— start of Extracted data —

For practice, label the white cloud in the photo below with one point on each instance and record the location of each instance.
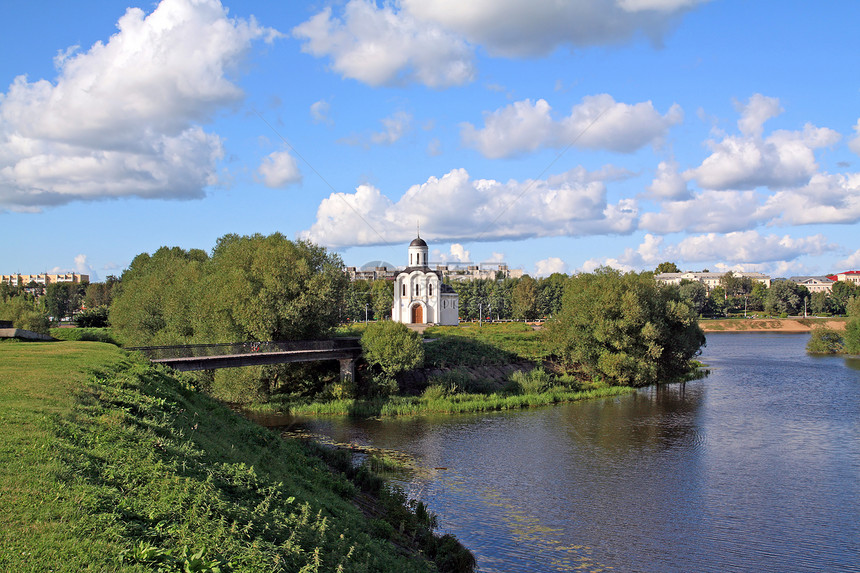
(518, 28)
(396, 126)
(851, 262)
(456, 207)
(748, 247)
(669, 183)
(548, 266)
(826, 199)
(708, 211)
(121, 118)
(279, 169)
(854, 144)
(385, 46)
(784, 159)
(320, 112)
(598, 122)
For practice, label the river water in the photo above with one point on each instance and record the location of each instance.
(754, 468)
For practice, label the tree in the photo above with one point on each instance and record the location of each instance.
(695, 294)
(393, 348)
(550, 294)
(783, 297)
(840, 293)
(268, 288)
(625, 329)
(382, 297)
(852, 329)
(524, 299)
(667, 267)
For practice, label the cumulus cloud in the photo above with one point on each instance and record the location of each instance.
(548, 266)
(456, 207)
(668, 182)
(598, 122)
(517, 28)
(746, 161)
(826, 198)
(746, 247)
(746, 250)
(708, 211)
(386, 46)
(854, 144)
(850, 262)
(394, 128)
(320, 112)
(121, 119)
(279, 169)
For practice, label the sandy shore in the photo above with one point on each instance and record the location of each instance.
(770, 324)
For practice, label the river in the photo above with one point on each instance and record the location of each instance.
(754, 468)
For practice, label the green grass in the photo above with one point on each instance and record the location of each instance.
(112, 464)
(473, 345)
(458, 403)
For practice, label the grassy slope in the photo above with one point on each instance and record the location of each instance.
(129, 470)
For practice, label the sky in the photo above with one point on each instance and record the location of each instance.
(555, 136)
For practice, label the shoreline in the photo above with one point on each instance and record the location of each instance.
(789, 325)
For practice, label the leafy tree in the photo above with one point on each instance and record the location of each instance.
(667, 267)
(155, 302)
(819, 303)
(524, 299)
(695, 294)
(356, 297)
(852, 329)
(825, 340)
(268, 288)
(393, 348)
(550, 294)
(92, 317)
(840, 293)
(625, 329)
(783, 297)
(26, 313)
(382, 297)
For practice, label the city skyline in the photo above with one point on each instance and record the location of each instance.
(555, 137)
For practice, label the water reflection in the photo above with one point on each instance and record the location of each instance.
(756, 468)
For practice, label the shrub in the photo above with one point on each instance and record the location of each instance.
(825, 341)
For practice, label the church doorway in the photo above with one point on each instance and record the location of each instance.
(417, 314)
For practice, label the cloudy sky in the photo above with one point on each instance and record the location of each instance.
(555, 136)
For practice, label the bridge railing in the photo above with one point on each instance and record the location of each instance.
(237, 348)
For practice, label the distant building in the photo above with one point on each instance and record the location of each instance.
(420, 296)
(814, 284)
(459, 271)
(848, 277)
(44, 279)
(710, 280)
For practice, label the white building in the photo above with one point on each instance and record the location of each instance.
(420, 296)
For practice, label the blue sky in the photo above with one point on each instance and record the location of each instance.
(555, 136)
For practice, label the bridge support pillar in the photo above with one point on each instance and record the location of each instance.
(347, 370)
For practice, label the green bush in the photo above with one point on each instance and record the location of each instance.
(825, 341)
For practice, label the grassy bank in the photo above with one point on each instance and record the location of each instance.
(110, 464)
(456, 403)
(770, 324)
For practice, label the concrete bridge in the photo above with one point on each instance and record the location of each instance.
(211, 356)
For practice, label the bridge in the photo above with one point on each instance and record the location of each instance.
(211, 356)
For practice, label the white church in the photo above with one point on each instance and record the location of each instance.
(420, 296)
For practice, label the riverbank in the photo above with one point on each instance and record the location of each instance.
(789, 325)
(109, 463)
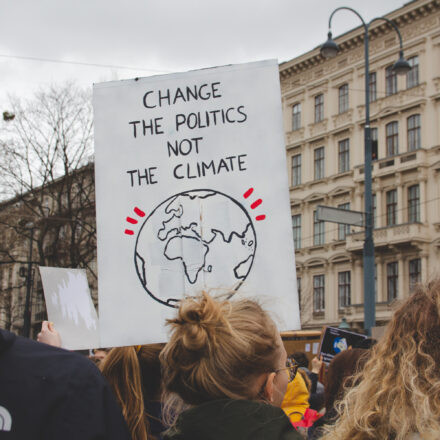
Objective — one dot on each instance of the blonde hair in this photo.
(399, 389)
(216, 350)
(133, 372)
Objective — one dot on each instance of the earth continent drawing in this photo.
(193, 241)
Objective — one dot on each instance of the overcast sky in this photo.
(159, 36)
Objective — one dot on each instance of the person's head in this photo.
(300, 358)
(400, 389)
(100, 353)
(134, 374)
(340, 371)
(227, 349)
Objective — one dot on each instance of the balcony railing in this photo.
(402, 234)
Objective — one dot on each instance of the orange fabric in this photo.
(296, 400)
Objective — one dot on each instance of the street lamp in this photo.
(329, 50)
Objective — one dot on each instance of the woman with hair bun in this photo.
(398, 396)
(225, 373)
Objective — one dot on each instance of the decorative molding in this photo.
(295, 136)
(318, 128)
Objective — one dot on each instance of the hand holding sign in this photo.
(49, 335)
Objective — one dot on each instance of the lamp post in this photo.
(27, 306)
(329, 50)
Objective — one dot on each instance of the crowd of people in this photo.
(225, 374)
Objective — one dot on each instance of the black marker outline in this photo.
(192, 197)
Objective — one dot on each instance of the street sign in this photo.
(338, 215)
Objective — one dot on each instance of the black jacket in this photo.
(233, 420)
(52, 394)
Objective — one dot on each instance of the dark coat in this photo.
(233, 420)
(48, 393)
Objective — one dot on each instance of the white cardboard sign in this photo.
(70, 307)
(191, 195)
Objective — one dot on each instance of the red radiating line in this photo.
(256, 203)
(248, 193)
(139, 212)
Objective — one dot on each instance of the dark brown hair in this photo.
(135, 377)
(342, 367)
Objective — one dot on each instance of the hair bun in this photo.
(199, 319)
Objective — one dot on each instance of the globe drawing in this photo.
(193, 241)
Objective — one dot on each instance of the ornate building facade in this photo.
(324, 117)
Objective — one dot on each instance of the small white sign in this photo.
(70, 307)
(192, 194)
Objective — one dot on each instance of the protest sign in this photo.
(70, 307)
(336, 340)
(191, 195)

— end of Extracted data —

**Stated task:**
Give all the lines above again, character for character, without pictures.

**Written solution:**
For practice, label the white cloud in the photo below with one point on each instance and record the location of each instance.
(518, 28)
(396, 126)
(851, 262)
(456, 207)
(748, 247)
(669, 183)
(548, 266)
(826, 199)
(708, 211)
(121, 118)
(279, 169)
(854, 144)
(385, 46)
(784, 159)
(320, 112)
(598, 122)
For practice, label the river water in the photo above with one point on each instance and record the location of each instance.
(754, 468)
For practice, label the tree in the photo above with one point on each instance and record the location of each instance.
(695, 294)
(393, 348)
(550, 294)
(783, 297)
(840, 293)
(268, 288)
(625, 329)
(382, 297)
(852, 329)
(524, 299)
(667, 267)
For practice, label the cumulus cloud in the photo above with one point on each instance and record the location of each instance.
(548, 266)
(456, 207)
(668, 182)
(598, 122)
(517, 28)
(746, 161)
(826, 198)
(746, 247)
(746, 250)
(708, 211)
(386, 46)
(854, 144)
(850, 262)
(394, 128)
(320, 112)
(121, 119)
(279, 169)
For practice, label the sandy shore in the photo above with one point on each instance and record the location of each instance.
(770, 324)
For practice, label the river in the photo above with one point on each instance and record the location of each instance.
(754, 468)
For practice, label the green grass in the photo above with one point on each instance and record the location of each instance.
(112, 464)
(473, 345)
(458, 403)
For practice, label the grassy slope in the photo above with one point on each instance and record the location of each instance.
(129, 470)
For practice, label the sky in the photo above with one point on each instance and record the location of each instance.
(555, 136)
For practice, label the shoreline in the photo above with one point on each instance and record the location of each instance.
(789, 325)
For practice, label the leafy tree in the photo above with one point on each instance and record the location of each instance.
(667, 267)
(155, 302)
(819, 303)
(524, 299)
(695, 294)
(356, 297)
(852, 329)
(825, 340)
(268, 288)
(393, 348)
(550, 294)
(92, 317)
(840, 293)
(625, 329)
(783, 297)
(26, 313)
(382, 297)
For practice, label the city skyline in the photo above with one point on each instance and record the location of each instance.
(555, 137)
For practice, label the water reflection in the photo above with one point on each instance and record the location of each instance.
(756, 468)
For practice, label the shrub in the photo above with one point on each instance and record the location of each instance.
(825, 341)
For practice, label the church doorway in the photo above with one point on each instance and record the location of each instance.
(417, 314)
For practice, label the cloudy sky in the photo above with one point on each instance and record the location of each instance.
(555, 136)
For practice, label the bridge railing in the photo above with one point on each instance and record the location of each instance.
(237, 348)
For practice, label the distant building in the photo above with one point on each instance and record the location of each instance.
(420, 296)
(814, 284)
(459, 271)
(848, 277)
(44, 279)
(710, 280)
For practice, label the white building in the photo above with one point on each instance and record the location of each instance.
(420, 296)
For practice, label the blue sky in the photo above with one point on each instance and record the location of each instance.
(555, 136)
For practice, label the bridge support pillar in the photo above with one point on each instance and record the location of each instance.
(347, 370)
For practice, label the green bush in the photo above with one point on each instance and record the location of each instance.
(825, 341)
For practice, label the grassy bank in the photo above with one point on each instance and record the location of each instance.
(110, 464)
(456, 403)
(770, 324)
For practice, label the concrete bridge in the photo above with one point on each instance and record the location of each instance.
(211, 356)
For practice, label the bridge in the photo above with one point on each instance and record the location of each instance.
(211, 356)
For practice, label the white church in the photo above with one point on each instance and record the location of each instance.
(420, 296)
For practice, label the riverbank in the photo above with one point on each instance and record the location of each instance.
(789, 325)
(109, 463)
Objective — one dot on each instance of the blonde hair in this photo.
(399, 389)
(216, 350)
(133, 372)
Objective — one dot on each instance of the earth continent drawing in this photo.
(193, 241)
Objective — one dot on each instance of the overcast sky in this photo.
(159, 36)
Objective — one dot on each instance of the person's head in this photo.
(300, 358)
(400, 389)
(100, 353)
(134, 374)
(340, 371)
(227, 349)
Objective — one dot on each instance of the balcony railing in this photo.
(402, 234)
Objective — one dot on each instance of the orange fabric in this photo.
(296, 400)
Objective — one dot on each instance of the street lamp in this photo.
(329, 50)
Objective — one dot on each instance of the woman with hair bun in this photo.
(398, 396)
(225, 373)
Objective — one dot on each instance of the decorative molding in this photo.
(295, 136)
(318, 128)
Objective — one dot on each instance of the hand holding sign in this photo.
(49, 335)
Objective — one dot on each instance of the lamp post in this photo.
(27, 306)
(329, 50)
Objective — one dot on each instance of the crowd of people in this photo.
(225, 374)
Objective — one dot on each instance of the black marker outline in this photo.
(192, 197)
Objective — one dot on each instance of the street sign in this photo.
(338, 215)
Objective — one dot on each instance of the black jacket in this photo.
(233, 420)
(52, 394)
Objective — one dot on each instance of the dark coat in this photo.
(233, 420)
(48, 393)
Objective — one dot on each instance of the white cardboard sign in this photo.
(70, 307)
(191, 195)
Objective — one dot on each instance of the red radiating line in this photo.
(256, 203)
(248, 193)
(139, 212)
Objective — one dot on each instance of the dark brown hair in this photo.
(135, 377)
(342, 367)
Objective — one dot on each instance of the hair bun in this photo.
(199, 319)
Objective — one dot on each instance of the globe drawing in this photo.
(193, 241)
Objective — one dot on each instance of the ornate building facade in this photo.
(324, 117)
Objective — one dot on each instance of the small white sign in this photo.
(70, 307)
(192, 194)
Objective — one dot on each instance of the protest sign in this photo.
(70, 307)
(336, 340)
(191, 195)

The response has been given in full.